Task requirements —
(1) In the passage on Reform and Conservative councillors, what share of their income do councillors usually donate to the local party through tithing?
(2) Return the part of the passage on Reform and Conservative councillors starting at "Local elections are" and ending at "with the Conservatives.", copied exactly.

Provided passage —
○ ○ ○ ○ ○ ○ ○
Farage's outfits are already plunging money into these, wanting to take them seriously and be seen as serious. They should stand a strong chance. The Conservatives still have little answer to the Reform threat, seeing them more as siblings going through a phase than a real opposition. That is a mistake, with Reform showing far more resolve to have the fight.
Local elections are also well suited to incumbents. The electorate and turnout are smaller, making it easier to surge. In lots of these places, Tory councillors will be unused to fighting tough elections. Their campaign data and infrastructure will be limited, and many will be somewhere between complacent and lazy. An effective Reform campaign, could scalp many. This would be a coup for them and would heighten the structural problems with the Conservatives.
A large block of councillors is the one remaining institutional strength the party can still boast of. These are a vital resource. The practising of "tithing" means they donate significant sums to the local party (usually 10% of their income as an elected representative). They also do a large chunk of campaigning and organising, as well as dragging their friends out with them. A cull of councillors will take a lot of that away. Given the age of many Tory elected members, lots will drift away rather than wait four years for another chance. In places where Reform becomes the party of local ambition, this could help normalise and professionalise the insurgents – though the pressures of actually running councils may be difficult for them.
○ ○ ○ ○ ○ ○ ○
(Referring expression data)
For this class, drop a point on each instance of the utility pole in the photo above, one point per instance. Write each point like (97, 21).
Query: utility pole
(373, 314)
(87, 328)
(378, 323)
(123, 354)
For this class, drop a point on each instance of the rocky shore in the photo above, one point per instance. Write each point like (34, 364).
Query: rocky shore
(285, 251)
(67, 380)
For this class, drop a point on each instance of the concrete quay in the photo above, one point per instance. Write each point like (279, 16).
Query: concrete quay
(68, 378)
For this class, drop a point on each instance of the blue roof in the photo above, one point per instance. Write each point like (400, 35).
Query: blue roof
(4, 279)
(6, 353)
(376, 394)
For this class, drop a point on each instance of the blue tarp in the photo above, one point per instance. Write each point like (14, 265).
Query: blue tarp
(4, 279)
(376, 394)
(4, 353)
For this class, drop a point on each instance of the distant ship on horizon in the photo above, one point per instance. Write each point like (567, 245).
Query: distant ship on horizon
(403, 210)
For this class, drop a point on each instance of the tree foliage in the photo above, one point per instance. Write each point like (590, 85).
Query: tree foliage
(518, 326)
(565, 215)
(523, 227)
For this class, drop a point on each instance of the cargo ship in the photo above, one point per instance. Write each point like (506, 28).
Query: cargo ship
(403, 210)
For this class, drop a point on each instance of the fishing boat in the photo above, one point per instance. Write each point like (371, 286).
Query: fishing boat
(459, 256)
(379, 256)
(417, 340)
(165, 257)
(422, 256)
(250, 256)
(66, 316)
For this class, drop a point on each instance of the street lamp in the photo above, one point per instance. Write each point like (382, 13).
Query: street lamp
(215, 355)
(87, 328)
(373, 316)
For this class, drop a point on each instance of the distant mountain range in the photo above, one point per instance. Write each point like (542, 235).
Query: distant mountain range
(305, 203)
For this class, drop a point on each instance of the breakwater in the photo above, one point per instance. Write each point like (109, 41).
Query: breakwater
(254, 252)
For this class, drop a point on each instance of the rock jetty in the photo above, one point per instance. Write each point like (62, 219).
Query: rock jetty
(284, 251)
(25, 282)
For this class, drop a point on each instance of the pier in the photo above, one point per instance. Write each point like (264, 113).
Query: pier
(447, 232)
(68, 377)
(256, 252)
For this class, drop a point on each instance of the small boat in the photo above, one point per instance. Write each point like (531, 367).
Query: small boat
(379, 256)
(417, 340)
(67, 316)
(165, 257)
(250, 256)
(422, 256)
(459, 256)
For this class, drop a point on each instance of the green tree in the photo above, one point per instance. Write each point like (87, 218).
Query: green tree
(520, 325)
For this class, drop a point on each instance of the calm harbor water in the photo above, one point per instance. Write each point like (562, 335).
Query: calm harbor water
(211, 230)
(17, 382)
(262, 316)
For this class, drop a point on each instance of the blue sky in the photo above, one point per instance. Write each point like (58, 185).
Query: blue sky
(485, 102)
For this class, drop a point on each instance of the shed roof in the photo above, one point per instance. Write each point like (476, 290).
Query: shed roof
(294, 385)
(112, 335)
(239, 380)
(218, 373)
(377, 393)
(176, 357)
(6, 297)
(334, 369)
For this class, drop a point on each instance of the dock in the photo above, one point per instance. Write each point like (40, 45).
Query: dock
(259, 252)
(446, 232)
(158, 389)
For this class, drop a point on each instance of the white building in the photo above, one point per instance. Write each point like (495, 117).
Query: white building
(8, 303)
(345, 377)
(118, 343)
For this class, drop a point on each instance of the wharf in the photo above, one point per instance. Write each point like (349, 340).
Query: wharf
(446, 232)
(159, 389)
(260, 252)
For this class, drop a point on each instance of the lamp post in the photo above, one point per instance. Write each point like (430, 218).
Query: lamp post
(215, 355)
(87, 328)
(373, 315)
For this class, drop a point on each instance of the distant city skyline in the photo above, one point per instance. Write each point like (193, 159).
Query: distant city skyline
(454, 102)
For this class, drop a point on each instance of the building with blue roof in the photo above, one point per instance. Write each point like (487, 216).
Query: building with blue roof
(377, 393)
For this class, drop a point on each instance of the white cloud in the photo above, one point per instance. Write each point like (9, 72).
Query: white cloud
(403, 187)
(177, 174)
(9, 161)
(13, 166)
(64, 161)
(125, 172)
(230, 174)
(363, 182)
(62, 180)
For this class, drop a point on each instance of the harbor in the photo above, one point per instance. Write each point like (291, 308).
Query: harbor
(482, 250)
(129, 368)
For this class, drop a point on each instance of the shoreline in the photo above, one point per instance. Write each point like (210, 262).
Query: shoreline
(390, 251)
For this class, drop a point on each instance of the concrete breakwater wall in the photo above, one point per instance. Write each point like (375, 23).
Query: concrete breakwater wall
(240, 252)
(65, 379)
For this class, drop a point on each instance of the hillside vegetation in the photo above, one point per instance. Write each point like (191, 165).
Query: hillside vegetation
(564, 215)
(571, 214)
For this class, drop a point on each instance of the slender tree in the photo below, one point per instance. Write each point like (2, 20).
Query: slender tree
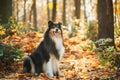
(105, 20)
(5, 11)
(64, 12)
(85, 15)
(54, 10)
(48, 10)
(77, 8)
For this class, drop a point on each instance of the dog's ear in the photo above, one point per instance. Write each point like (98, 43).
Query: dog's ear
(60, 23)
(49, 22)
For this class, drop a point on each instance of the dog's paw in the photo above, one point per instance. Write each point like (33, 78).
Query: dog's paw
(60, 74)
(50, 75)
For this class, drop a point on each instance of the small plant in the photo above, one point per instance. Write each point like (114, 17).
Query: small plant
(9, 53)
(107, 54)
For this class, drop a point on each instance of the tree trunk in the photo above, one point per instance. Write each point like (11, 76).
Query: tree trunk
(64, 12)
(105, 20)
(34, 15)
(48, 11)
(24, 17)
(54, 10)
(77, 8)
(5, 11)
(85, 15)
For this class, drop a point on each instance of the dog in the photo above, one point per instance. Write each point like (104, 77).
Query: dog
(46, 57)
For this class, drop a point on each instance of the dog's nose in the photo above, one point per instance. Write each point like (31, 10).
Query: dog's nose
(56, 30)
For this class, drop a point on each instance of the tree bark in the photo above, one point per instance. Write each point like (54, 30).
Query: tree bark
(24, 17)
(64, 12)
(54, 10)
(48, 11)
(105, 20)
(34, 15)
(77, 8)
(5, 11)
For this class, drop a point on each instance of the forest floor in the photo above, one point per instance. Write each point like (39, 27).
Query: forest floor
(76, 64)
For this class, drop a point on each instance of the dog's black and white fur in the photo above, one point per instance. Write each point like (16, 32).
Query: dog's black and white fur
(47, 55)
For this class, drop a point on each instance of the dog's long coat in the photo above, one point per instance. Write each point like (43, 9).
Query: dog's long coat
(47, 55)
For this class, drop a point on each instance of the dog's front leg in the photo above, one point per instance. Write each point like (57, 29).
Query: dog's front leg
(49, 70)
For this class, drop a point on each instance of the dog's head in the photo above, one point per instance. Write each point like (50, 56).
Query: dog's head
(55, 29)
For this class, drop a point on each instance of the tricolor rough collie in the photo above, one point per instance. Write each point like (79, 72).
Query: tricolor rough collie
(48, 53)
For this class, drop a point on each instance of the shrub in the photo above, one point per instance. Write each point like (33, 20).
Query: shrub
(9, 53)
(107, 54)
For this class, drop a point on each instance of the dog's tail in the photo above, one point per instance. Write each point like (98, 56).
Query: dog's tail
(28, 65)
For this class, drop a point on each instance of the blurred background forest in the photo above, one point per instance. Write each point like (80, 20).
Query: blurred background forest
(34, 15)
(90, 25)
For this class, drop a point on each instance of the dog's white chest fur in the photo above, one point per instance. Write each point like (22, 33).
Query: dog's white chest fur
(52, 65)
(59, 46)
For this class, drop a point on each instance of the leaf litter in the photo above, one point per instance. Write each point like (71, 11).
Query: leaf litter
(76, 64)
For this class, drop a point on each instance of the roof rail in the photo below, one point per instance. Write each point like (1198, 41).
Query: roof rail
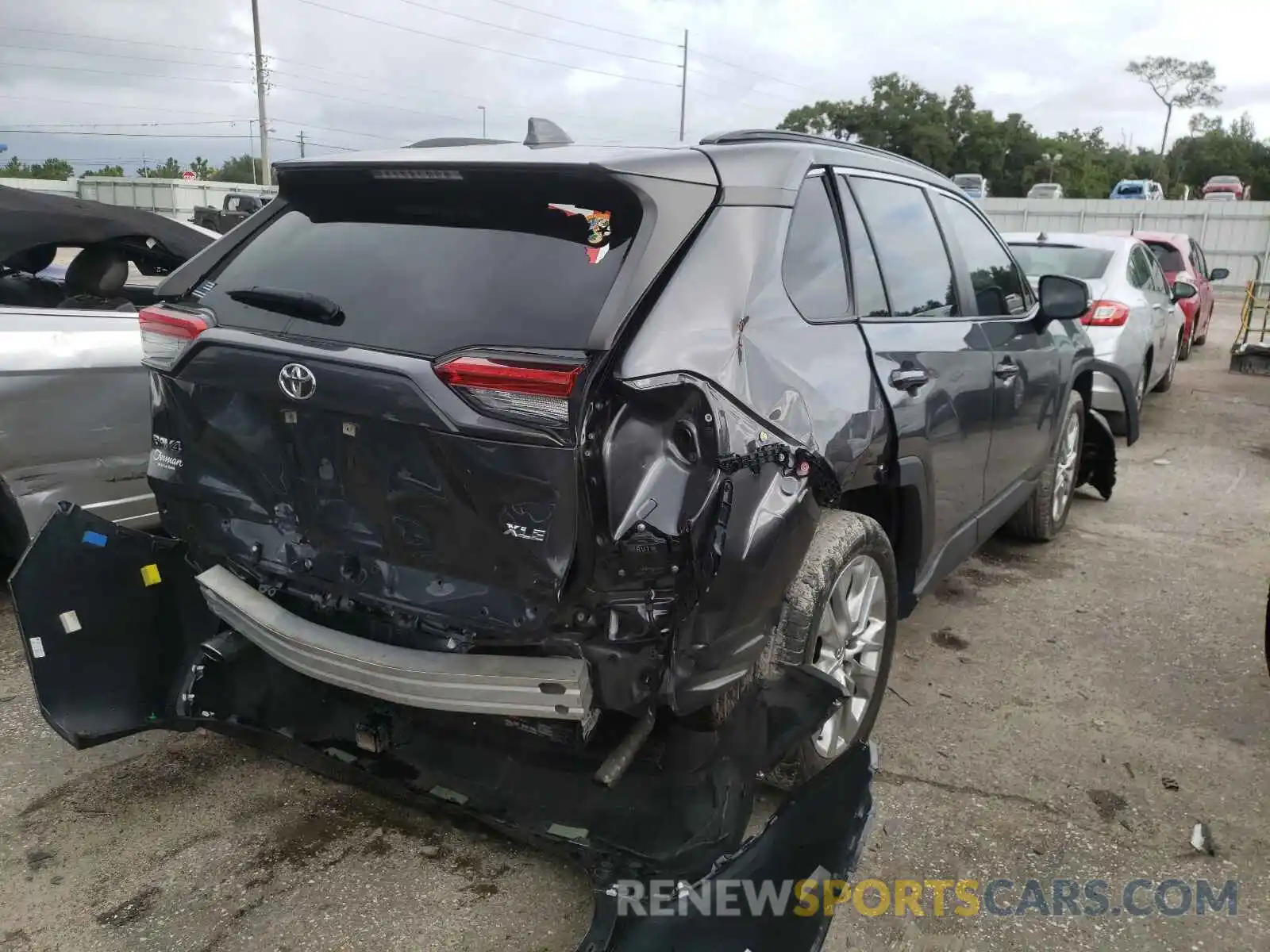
○ ○ ○ ○ ○ ○ ○
Answers for the exercise —
(1) Usually 10% of their income as an elected representative.

(2)
Local elections are also well suited to incumbents. The electorate and turnout are smaller, making it easier to surge. In lots of these places, Tory councillors will be unused to fighting tough elections. Their campaign data and infrastructure will be limited, and many will be somewhere between complacent and lazy. An effective Reform campaign, could scalp many. This would be a coup for them and would heighten the structural problems with the Conservatives.